_RECORDS TO USE_
★ ★ ★ ★ ★

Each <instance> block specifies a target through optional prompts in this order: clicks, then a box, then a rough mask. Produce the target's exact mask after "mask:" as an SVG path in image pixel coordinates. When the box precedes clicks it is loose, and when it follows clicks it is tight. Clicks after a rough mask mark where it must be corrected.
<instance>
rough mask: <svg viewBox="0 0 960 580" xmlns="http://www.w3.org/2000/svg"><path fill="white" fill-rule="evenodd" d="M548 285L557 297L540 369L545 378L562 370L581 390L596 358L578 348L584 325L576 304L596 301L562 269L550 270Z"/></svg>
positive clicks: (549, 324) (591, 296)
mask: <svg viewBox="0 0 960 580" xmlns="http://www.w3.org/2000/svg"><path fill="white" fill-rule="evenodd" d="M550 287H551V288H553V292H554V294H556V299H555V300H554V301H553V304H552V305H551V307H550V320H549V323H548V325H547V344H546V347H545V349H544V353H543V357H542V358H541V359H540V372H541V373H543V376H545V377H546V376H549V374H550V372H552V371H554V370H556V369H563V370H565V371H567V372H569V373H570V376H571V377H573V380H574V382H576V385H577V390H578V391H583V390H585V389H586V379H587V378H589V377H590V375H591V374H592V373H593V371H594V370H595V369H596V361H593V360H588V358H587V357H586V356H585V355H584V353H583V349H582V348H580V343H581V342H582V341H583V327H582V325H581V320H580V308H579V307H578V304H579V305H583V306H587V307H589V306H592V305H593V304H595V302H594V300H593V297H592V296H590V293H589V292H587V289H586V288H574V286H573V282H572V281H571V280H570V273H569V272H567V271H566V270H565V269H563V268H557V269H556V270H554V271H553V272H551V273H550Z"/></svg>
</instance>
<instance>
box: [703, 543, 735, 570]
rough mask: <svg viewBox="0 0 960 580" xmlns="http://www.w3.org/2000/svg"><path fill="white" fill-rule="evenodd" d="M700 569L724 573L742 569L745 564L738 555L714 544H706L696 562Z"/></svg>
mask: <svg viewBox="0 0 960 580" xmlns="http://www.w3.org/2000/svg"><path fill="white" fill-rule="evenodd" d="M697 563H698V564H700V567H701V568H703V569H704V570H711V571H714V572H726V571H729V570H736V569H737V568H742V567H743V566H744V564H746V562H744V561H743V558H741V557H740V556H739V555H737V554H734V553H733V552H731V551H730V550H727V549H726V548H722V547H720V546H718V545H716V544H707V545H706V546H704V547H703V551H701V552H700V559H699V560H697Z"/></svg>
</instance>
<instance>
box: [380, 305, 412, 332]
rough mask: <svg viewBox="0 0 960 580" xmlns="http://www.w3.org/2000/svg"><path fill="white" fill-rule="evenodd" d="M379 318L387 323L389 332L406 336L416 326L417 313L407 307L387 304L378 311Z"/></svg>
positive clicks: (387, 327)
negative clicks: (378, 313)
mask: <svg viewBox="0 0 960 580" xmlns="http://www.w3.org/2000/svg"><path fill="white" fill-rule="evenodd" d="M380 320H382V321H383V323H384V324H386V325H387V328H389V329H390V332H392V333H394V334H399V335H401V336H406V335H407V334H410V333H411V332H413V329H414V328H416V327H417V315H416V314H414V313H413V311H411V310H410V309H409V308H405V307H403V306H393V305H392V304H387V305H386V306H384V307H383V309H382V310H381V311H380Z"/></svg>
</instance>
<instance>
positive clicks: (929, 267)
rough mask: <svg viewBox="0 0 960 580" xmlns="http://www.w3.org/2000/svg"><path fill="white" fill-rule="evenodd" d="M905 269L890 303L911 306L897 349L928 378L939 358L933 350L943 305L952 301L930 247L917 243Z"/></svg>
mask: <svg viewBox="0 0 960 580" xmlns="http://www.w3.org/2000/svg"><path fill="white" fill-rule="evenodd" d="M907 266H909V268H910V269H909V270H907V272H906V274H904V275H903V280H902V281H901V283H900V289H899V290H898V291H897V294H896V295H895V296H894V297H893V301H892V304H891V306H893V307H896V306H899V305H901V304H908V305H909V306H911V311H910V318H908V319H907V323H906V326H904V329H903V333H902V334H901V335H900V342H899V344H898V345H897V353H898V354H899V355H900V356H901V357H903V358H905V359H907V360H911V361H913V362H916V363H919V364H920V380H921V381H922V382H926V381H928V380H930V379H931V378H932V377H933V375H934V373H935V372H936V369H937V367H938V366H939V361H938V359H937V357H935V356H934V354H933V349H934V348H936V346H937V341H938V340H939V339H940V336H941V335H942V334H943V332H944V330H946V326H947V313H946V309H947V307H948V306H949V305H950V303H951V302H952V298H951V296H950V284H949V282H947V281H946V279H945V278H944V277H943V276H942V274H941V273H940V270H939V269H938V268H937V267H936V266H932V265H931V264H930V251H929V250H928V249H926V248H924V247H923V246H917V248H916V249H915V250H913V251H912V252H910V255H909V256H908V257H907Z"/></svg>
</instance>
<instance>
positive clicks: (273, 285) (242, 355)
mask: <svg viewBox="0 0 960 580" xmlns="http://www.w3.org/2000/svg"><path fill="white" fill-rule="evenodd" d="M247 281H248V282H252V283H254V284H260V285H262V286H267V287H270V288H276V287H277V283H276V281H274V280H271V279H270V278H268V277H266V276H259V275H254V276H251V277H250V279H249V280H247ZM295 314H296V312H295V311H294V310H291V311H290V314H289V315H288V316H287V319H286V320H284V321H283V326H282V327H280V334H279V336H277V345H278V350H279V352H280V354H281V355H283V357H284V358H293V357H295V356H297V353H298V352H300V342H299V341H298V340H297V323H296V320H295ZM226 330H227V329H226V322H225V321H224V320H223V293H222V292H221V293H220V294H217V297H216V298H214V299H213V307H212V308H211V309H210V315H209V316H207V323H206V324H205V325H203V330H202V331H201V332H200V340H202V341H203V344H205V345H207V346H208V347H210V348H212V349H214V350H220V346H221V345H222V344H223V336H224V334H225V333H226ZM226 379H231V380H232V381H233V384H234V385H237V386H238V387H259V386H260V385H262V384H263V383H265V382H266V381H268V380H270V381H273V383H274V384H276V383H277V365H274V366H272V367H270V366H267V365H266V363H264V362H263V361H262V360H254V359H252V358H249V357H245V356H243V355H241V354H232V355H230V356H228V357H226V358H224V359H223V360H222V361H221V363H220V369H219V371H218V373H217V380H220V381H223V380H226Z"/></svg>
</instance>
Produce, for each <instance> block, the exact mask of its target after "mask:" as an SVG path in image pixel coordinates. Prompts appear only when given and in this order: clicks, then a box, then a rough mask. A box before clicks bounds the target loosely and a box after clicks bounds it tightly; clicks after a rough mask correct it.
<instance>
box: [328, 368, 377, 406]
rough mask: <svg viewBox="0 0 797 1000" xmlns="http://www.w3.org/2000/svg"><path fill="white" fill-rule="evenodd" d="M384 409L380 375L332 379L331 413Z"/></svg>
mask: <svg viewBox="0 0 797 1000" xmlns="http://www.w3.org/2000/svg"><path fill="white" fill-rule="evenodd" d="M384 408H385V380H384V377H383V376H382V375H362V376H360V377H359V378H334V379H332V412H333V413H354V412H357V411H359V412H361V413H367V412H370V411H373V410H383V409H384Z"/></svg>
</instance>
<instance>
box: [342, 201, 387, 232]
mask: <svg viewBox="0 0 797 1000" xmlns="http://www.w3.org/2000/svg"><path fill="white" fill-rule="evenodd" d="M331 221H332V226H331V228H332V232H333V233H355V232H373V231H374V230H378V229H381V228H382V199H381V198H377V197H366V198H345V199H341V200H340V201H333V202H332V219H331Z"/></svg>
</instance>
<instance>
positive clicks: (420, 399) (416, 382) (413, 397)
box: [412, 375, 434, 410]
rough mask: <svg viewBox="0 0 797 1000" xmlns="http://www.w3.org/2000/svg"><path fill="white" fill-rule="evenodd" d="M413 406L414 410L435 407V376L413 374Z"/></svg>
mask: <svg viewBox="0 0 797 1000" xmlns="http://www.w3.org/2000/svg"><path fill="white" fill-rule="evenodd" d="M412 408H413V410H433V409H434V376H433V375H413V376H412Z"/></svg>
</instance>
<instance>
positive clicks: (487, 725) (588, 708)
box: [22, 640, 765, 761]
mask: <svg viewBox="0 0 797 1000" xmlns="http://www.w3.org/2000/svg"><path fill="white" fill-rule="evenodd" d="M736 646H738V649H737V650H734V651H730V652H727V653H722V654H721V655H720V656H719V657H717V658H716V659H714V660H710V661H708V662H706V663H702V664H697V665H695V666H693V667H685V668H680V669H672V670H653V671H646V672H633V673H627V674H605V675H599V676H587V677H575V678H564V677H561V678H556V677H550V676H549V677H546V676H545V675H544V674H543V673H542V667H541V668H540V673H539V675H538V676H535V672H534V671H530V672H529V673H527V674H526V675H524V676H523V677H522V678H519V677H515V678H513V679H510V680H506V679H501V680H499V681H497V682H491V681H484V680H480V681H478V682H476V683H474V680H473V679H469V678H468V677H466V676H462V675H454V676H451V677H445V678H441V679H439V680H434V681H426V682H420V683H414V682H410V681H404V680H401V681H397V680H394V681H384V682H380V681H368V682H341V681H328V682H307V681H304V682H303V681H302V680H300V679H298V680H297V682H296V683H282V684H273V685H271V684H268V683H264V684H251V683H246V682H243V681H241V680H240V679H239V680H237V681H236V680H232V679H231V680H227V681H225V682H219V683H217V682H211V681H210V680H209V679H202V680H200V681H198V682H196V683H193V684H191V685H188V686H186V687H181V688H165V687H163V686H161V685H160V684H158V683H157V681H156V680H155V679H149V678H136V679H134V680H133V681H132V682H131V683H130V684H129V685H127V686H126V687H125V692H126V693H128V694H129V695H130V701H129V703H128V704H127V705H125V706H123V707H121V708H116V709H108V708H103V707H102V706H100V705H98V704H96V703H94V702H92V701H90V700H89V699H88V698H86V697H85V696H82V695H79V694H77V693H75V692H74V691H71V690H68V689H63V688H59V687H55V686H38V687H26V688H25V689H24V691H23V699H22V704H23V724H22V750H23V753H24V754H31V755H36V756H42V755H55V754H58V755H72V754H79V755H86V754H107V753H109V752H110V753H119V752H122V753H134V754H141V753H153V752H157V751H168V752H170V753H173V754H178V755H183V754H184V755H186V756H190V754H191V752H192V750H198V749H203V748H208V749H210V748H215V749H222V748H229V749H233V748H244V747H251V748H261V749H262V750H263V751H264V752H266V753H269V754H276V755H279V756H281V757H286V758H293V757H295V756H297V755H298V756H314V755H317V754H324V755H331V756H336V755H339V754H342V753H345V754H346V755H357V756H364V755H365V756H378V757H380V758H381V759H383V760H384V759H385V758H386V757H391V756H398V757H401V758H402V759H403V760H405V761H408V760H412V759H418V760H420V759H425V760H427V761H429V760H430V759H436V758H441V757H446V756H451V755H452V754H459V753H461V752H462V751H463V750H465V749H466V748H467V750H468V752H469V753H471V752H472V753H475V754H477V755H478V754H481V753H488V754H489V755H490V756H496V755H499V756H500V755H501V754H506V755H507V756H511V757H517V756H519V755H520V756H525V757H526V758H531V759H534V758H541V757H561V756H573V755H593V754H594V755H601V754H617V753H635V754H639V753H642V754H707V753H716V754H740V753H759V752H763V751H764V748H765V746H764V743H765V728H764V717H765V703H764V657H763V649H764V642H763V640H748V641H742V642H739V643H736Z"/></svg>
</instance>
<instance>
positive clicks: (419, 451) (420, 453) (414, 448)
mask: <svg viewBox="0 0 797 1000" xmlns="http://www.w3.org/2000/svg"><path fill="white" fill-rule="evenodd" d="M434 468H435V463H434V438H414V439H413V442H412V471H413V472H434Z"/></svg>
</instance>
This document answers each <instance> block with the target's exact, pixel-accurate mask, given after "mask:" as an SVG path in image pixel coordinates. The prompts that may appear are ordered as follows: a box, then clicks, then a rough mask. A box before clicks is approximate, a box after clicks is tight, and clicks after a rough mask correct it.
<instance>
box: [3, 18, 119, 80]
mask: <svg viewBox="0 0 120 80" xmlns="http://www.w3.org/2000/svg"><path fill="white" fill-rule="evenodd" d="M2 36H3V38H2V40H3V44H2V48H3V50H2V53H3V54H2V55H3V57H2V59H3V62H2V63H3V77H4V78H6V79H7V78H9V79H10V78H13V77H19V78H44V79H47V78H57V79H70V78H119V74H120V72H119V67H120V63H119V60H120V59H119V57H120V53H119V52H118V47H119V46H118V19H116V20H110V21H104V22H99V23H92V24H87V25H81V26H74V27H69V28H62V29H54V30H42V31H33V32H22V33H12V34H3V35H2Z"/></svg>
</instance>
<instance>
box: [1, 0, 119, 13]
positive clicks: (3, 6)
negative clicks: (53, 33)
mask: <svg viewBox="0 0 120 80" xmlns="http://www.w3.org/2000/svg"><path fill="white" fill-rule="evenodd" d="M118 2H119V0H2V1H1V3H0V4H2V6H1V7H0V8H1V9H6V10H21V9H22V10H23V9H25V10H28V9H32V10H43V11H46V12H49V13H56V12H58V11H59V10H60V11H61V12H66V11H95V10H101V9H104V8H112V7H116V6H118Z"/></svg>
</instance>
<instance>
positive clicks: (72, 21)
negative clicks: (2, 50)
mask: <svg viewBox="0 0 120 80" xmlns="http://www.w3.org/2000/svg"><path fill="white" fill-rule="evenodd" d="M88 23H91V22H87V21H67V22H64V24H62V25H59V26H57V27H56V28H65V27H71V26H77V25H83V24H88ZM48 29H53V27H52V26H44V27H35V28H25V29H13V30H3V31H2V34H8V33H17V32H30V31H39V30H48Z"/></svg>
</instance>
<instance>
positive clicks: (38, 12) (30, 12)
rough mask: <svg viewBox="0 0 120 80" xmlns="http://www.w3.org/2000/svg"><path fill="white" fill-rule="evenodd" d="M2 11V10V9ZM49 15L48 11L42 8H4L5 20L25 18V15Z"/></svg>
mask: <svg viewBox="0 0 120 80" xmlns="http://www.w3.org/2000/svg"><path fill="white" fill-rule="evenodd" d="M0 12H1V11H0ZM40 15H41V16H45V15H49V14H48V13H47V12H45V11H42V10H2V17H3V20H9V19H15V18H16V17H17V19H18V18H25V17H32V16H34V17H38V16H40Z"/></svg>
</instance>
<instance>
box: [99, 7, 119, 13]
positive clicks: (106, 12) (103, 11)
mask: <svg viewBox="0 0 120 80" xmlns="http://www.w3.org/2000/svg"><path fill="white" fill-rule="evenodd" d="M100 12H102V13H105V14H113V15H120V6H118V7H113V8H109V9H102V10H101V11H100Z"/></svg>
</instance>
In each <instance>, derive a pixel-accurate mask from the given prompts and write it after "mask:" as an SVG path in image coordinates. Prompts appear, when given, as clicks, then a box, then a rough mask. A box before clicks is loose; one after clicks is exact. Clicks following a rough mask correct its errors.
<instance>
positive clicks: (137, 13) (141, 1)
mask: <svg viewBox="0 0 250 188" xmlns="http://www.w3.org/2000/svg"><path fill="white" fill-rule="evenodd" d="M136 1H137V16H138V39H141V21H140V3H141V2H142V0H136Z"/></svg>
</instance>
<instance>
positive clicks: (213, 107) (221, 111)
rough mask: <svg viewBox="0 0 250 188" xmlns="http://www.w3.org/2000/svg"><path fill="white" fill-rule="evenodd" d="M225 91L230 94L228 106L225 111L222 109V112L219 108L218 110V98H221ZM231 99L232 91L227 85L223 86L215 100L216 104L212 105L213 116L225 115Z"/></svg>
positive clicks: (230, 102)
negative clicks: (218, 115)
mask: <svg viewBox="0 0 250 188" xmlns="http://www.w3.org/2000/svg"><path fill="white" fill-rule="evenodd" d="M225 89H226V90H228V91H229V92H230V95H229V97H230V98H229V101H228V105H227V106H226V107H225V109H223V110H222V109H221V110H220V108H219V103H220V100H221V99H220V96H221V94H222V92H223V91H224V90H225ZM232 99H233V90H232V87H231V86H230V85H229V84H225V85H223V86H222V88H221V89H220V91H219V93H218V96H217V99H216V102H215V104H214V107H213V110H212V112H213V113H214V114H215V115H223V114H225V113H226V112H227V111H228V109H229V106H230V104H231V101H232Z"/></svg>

★ ★ ★ ★ ★

_ASSIGNMENT_
Copy out the stretch of the records from their first line through the line that contains "positive clicks: (549, 324) (591, 296)", reproducing every line unchanged.

_ANSWER SPACE_
Each <instance> block specifies a target through optional prompts in this order: clicks, then a box, then a rough mask. Produce the target's exact mask after "mask:" as an SVG path in image pixel coordinates. When the box precedes clicks it is loose, and when it follows clicks it is tight. Clicks after a rough mask mark where it must be corrected.
<instance>
rough mask: <svg viewBox="0 0 960 580" xmlns="http://www.w3.org/2000/svg"><path fill="white" fill-rule="evenodd" d="M548 285L557 297L540 369L545 378L562 370L581 390L596 358L578 348L584 325L576 304L596 301L562 269L550 270Z"/></svg>
positive clicks: (549, 324) (591, 296)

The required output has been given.